■ Task to carry out: Transcribe the listing verbatim, please, with images dropped.

■ Working data:
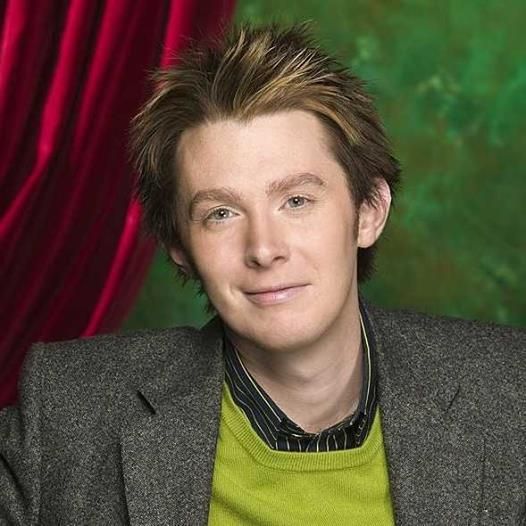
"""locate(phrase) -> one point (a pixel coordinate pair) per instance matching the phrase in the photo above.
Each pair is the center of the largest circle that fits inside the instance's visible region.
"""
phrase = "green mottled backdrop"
(450, 83)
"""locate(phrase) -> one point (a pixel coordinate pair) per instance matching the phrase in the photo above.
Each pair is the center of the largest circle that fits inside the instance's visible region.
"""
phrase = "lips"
(275, 295)
(274, 288)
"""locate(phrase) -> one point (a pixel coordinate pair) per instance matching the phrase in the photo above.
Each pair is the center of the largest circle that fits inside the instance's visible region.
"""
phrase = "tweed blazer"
(122, 429)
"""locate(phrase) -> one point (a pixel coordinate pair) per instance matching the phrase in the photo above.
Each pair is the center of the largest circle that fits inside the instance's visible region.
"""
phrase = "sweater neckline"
(239, 425)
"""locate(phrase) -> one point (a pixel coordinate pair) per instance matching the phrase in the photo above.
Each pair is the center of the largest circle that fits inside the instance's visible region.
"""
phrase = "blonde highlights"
(252, 72)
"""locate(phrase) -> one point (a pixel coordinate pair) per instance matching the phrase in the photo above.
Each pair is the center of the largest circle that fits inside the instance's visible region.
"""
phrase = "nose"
(266, 243)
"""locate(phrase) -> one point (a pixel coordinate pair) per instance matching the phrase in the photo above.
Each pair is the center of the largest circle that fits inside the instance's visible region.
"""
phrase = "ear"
(373, 216)
(179, 257)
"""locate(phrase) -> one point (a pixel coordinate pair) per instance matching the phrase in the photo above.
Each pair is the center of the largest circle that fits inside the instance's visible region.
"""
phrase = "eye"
(297, 201)
(219, 214)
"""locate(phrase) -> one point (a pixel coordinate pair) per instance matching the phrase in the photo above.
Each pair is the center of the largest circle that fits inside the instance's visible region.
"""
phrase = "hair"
(256, 71)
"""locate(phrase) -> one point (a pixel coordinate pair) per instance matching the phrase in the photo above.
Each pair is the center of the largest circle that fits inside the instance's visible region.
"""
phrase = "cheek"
(214, 261)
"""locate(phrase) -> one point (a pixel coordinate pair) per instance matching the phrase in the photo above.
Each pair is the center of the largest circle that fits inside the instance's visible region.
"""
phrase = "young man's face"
(269, 223)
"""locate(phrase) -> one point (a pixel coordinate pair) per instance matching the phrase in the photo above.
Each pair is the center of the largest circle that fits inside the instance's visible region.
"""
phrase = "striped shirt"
(282, 434)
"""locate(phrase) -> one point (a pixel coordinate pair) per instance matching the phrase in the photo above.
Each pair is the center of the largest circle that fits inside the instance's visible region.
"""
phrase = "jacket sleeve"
(20, 450)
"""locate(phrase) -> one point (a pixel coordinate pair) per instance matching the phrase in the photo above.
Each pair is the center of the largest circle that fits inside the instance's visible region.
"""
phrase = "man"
(265, 173)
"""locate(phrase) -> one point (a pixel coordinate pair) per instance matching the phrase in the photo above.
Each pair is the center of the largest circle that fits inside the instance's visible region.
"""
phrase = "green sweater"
(255, 485)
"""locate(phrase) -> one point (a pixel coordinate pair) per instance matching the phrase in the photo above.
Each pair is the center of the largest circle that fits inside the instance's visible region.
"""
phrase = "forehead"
(245, 153)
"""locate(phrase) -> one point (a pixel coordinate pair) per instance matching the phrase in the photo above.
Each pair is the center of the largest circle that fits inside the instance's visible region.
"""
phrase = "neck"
(315, 387)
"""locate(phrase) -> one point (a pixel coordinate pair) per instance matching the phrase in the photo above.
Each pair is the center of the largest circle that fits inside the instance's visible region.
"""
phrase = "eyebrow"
(230, 195)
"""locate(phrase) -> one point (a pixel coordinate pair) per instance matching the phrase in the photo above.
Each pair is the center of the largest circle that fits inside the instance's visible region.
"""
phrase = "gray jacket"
(122, 429)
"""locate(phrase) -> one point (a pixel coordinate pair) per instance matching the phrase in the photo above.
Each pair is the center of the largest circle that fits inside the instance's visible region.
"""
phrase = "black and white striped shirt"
(278, 431)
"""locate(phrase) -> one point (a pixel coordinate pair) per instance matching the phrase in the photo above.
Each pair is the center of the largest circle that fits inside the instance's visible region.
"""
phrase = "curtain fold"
(72, 74)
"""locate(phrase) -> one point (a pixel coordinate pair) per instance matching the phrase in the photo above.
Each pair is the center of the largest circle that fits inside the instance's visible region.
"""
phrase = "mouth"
(275, 295)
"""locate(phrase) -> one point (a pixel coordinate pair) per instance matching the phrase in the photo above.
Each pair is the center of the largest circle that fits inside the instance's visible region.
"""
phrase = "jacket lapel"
(168, 449)
(434, 448)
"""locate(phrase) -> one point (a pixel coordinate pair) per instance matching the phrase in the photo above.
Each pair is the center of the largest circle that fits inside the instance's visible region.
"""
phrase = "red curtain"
(72, 74)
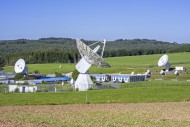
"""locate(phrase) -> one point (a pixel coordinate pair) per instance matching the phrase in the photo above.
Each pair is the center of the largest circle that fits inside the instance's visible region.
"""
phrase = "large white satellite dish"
(163, 61)
(20, 66)
(89, 57)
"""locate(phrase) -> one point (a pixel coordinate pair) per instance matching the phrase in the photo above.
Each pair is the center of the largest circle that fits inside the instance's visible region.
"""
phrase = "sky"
(163, 20)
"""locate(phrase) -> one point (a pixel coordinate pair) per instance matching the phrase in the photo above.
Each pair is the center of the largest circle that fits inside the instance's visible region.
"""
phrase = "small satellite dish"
(20, 66)
(163, 61)
(176, 73)
(162, 72)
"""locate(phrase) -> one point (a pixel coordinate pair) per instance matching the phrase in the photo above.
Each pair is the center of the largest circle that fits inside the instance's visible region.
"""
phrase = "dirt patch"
(135, 114)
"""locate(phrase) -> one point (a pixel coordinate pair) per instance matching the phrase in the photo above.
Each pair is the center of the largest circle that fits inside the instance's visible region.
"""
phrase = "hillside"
(63, 50)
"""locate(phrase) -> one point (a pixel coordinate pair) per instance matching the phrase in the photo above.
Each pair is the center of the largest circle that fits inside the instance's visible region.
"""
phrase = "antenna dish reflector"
(163, 60)
(90, 55)
(20, 66)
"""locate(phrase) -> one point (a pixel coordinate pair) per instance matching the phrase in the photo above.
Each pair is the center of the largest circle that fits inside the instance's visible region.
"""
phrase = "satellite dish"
(162, 72)
(163, 61)
(176, 73)
(89, 58)
(20, 66)
(132, 73)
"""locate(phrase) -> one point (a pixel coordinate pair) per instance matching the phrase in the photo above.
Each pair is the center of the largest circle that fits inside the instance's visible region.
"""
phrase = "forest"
(64, 50)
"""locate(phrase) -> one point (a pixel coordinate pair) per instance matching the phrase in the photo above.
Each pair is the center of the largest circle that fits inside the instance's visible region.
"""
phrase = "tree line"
(63, 50)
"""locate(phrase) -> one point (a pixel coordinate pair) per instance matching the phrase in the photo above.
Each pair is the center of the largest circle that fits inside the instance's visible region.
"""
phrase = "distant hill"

■ Solution to the problem:
"""locate(phrase) -> one point (a pixel coordinate pair) per instance matching the phrase in the photo above.
Each pair is the center of the largest circle that fits inside the instance's visible region.
"""
phrase = "green mottled backdrop"
(450, 83)
"""locate(phrase) -> one point (a pixel coordinate pair) per instance matching the phrase in the photo above.
Each pair is the center of the largest circle that fits inside the instance's visible region.
"""
phrase = "lips"
(275, 295)
(274, 288)
"""locate(phrase) -> one point (a pixel coordinate pair) per instance matching the phrase in the photo above.
Each pair is the center of the largest circle that fits inside the instance's visible region.
"""
phrase = "tweed blazer"
(122, 429)
"""locate(phrase) -> one point (a pixel coordinate pair) per instance matching the phrase in the photo above.
Each pair is the center of the largest circle that fits inside the instance's visible region.
"""
phrase = "sweater neckline"
(239, 425)
"""locate(phrase) -> one point (a pixel coordinate pair) per instance matching the phrase in the photo above.
Each pair is the center of the largest circle that fits inside the instance's visible region.
"""
phrase = "blonde highlights"
(252, 72)
"""locate(phrase) -> one point (a pixel coordinate pair) per instance matching the phrase in the photo above.
Each pair is the center of the largest circle that fits inside the instance's visible region.
"""
phrase = "nose"
(266, 243)
"""locate(phrase) -> one point (a pixel coordinate pair) per instance matching the phrase in the photo above.
Each pair is the center of the largest circle that fits inside the instance's visible region.
"""
phrase = "ear"
(373, 216)
(179, 257)
"""locate(phrase) -> one point (a pixel coordinate pair) per instance matching the phrase in the photo above.
Each pair is the center of the largest circle that fits inside the instance's visible region.
"""
phrase = "eye"
(297, 201)
(219, 214)
"""locate(phrase) -> one point (a pixel coordinate pair) per instance matching the phrase in the photo above.
Each pair is the center of the largest circle that fits inside the instance's visible region.
"""
phrase = "hair"
(256, 71)
"""locate(phrase) -> one point (a pixel coordinate pair) per instance matching the phrase in the photo above.
Each pair is the center of the largest circle that fits inside the instance's visible region.
"""
phrase = "cheek"
(214, 261)
"""locate(phrase) -> one point (a pixel coordinate pair) per instance matching the phrase in the photo above.
Each pair is the center of the largest circle that fits inside the instance's visible region.
"""
phrase = "young man's face"
(269, 223)
"""locate(phrase) -> one point (a pixel coordinate pair) per instance matching the phrase in the photo above.
Each pair is the center of the largest circle that fits inside the instance's visible region.
"""
phrase = "striped shirt"
(282, 434)
"""locate(phrase) -> one point (a pixel coordinate pair) per instance matching the phrase in the photo above.
Each pair is the center of the largest circle that fits inside the instance's visible region.
"""
phrase = "jacket sleeve"
(20, 450)
"""locate(phrase) -> one point (a pixel coordinate pair) per instance matching the phrase in the photo above.
Each pair is the center of the largest circle that fits inside the instance's visible region.
"""
phrase = "man"
(265, 173)
"""locate(phrase) -> one point (a pixel coordinate pair) per instance matching the phrase in the photo above.
Each pair is the center of the largest circle that fits inside the instance's visible region.
"""
phrase = "green sweater"
(255, 485)
"""locate(phrase) -> one point (a pixel coordinate pair) per instance matching the phrase in the photo above.
Each pair is the center of the largest circle that fits inside the instance's visible region.
"""
phrase = "forehead"
(245, 153)
"""locate(phrase) -> one point (a pixel coordinate pair) per instance matching the phrase in the photo above.
Each pair is the center of the largest circle that fits inside the instance's visible region.
"""
phrase = "neck"
(315, 387)
"""locate(phrase) -> one point (a pixel coordinate pair) per instance matching the phrase in the photo above.
Each pair is the center of the largest circle that fits inside the instance's visible region.
"""
phrase = "eyebrow"
(230, 195)
"""locate(phrase) -> one point (a pixel coordinate pair) per instance matching the phrase in the photo above.
Each pair is the center of the largest circle that fits inside the instance's visible region.
"""
phrase = "gray jacket"
(122, 429)
"""locate(phrase) -> one point (a pixel coordinate pair) per instance matching the phrase in the photo above.
Each pair is the center of the largest circle that fits inside the instance's visible region.
"""
phrase = "black and white striped shirt"
(278, 431)
"""locate(phrase) -> one point (a pixel coordinate pair) per instance matching the phrase in the photo above.
Each pair is the center of the largest circle that fits inside the instance's visible region.
"""
phrase = "curtain fold"
(72, 74)
"""locate(phrase) -> one point (a pixel coordinate pair) per instance matching the phrase in the photo above.
Each pair is the center of the largest circle that fits inside the instance's visible region.
"""
phrase = "mouth"
(275, 295)
"""locate(phrase) -> one point (a pixel coordinate pair) per instance matching the phrase in the photo above.
Each pair is the center of the largest circle that fits inside the instance's visible region.
"""
phrase = "jacket lapel"
(168, 449)
(434, 448)
"""locate(phrase) -> one point (a pixel coordinate pair) per instance matching the phrase in the photo above.
Each pair is the center of the largest circle that fits inside the instance's visible region.
"""
phrase = "red curtain"
(72, 74)
"""locate(phrase) -> one point (a pixel coordinate pair) per instance matching the phrase in the photo above.
Each pair is the center of the largest circle that fits inside the instance's visible region.
"""
phrase = "large white satellite dish"
(163, 61)
(20, 66)
(89, 57)
"""locate(phrase) -> one point (a pixel coordinate pair) per instance matching the phrase in the photo above.
Each pair is the center of the largest circle that fits inside the instance's visible region.
"""
phrase = "sky"
(163, 20)
"""locate(phrase) -> one point (a pixel coordinate pair) per instance matching the phrase in the photo above.
Each pair is the center of the largest circle that fits inside the instance's visible region.
"""
phrase = "small satellite dish"
(20, 66)
(163, 61)
(176, 73)
(162, 72)
"""locate(phrase) -> one point (a pixel coordinate pair) per instance matching the phrase in the photo above.
Each pair is the center of the largest circle that fits inside the instance's visible region.
"""
phrase = "dirt patch"
(135, 114)
"""locate(phrase) -> one point (a pixel coordinate pair) per instance matching the phrase in the photo above.
Each pair is the center of the largest circle that fits inside the instance's visible region.
"""
phrase = "hillside"
(63, 50)
"""locate(phrase) -> one point (a pixel coordinate pair) per instance matching the phrase in the photo above.
Each pair is the center of the largest circle that fits inside the instance's visible region.
"""
phrase = "antenna dish reflector"
(163, 60)
(90, 55)
(20, 66)
"""locate(phrase) -> one point (a pixel coordinate pair) per instance matching the phrase in the photo above.
Each pair is the center of the largest circle that fits inside the instance's visible region.
"""
phrase = "satellite dish"
(162, 72)
(163, 61)
(176, 73)
(89, 58)
(20, 66)
(132, 73)
"""locate(phrase) -> one point (a pixel coordinate pair) per instance matching the phrase in the photo above.
Each pair is the center of the largest circle that fits inside the instance's visible region.
"""
phrase = "forest"
(64, 50)
"""locate(phrase) -> one point (a pixel coordinate pair) per instance matching the phrase in the photo above.
Each pair is the center of the largest circle that fits inside the instance's visible region.
"""
phrase = "tree line"
(63, 50)
"""locate(phrase) -> one point (a pixel coordinate pair) per instance matching the phrase in the photo above.
Each pair is the center of the largest circle that fits inside the instance's visible region.
"""
phrase = "distant hill"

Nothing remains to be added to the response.